> [Page text]
Re: [PATCH v2] i2c: designware: Fix corrupted memory seen in the ISR

From: Serge Semin
Date: Mon Sep 25 2023 - 08:54:51 EST


On Wed, Sep 20, 2023 at 12:14:17PM -0700, Jan Bottorff wrote:
> On 9/20/2023 6:27 AM, Yann Sionneau wrote:
> > Hi,
> >
> > On 20/09/2023 11:08, Wolfram Sang wrote:
> > > > same thread." [1] Thus I'd suggest the next fix for the problem:
> > > >
> > > > --- a/drivers/i2c/busses/i2c-designware-common.c
> > > > +++ b/drivers/i2c/busses/i2c-designware-common.c
> > > > @@ -72,7 +72,10 @@ static int dw_reg_write(void *context,
> > > > unsigned int reg, unsigned int val)
> > > >   {
> > > >       struct dw_i2c_dev *dev = context;
> > > > -    writel_relaxed(val, dev->base + reg);
> > > > +    if (reg == DW_IC_INTR_MASK)
> > > > +        writel(val, dev->base + reg);
> > > > +    else
> > > > +        writel_relaxed(val, dev->base + reg);
> > > >       return 0;
> > > >   }
> > > >
> > > > (and similar changes for dw_reg_write_swab() and dw_reg_write_word().)
> > > >
> > > > What do you think?
> > > To me, this looks reasonable and much more what I would have expected as
> > > a result (from a high level point of view). Let's hope it works. I am
> > > optimistic, though...
> > >
> > It works if we make sure all the other register accesses to the
> > designware i2c IP can't generate IRQ.
> >
> > Meaning that all register accesses that can trigger an IRQ are enclosed
> > in between a call to i2c_dw_disable_int() and a call to
> > regmap_write(dev->map, DW_IC_INTR_MASK, DW_IC_INTR_MASTER_MASK); or
> > equivalent.
> >
> > It seems to be the case, I'm not sure what's the best way to make sure
> > it will stay that way.
> >
> > Moreover, maybe writes to IC_ENABLE register should also use the
> > non-relaxed writel() version?
> >
> > Since one could do something like:
> >
> > [ IP is currently disabled ]
> >
> > 1/ enable interrupts in DW_IC_INTR_MASK
> >
> > 2/ update some variable in dev-> structure in DDR
> >
> > 3/ enable the device by writing to IC_ENABLE, thus triggering for
> > instance the TX_FIFO_EMPTY irq.
> >
>
> It does seem like there are a variety of register write combinations that
> could immediately cause an interrupt, so would need a barrier.

My suggestion was based on your fix. If it won't work or if it won't
completely solve the problem, then perhaps one of the next option
shall do it:
1. Add the non-relaxed IO call for the IC_ENABLE CSR too.
2. Completely convert the IO accessors to using the non-relaxed
methods especially seeing Wolfram already noted: "Again, I am all with
Catalin here. Safety first, optimizations a la *_relaxed should be
opt-in."

> [Data extract]
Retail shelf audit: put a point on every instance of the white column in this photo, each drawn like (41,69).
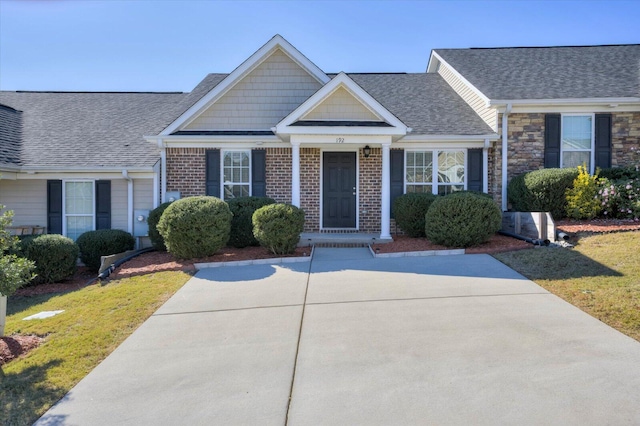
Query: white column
(295,173)
(385,214)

> [Required task] Reproduce the patch discussion word for word, everything from "My suggestion was" down to "IC_ENABLE CSR too.". The data has no connection to the patch discussion.

> [Task output]
My suggestion was based on your fix. If it won't work or if it won't
completely solve the problem, then perhaps one of the next option
shall do it:
1. Add the non-relaxed IO call for the IC_ENABLE CSR too.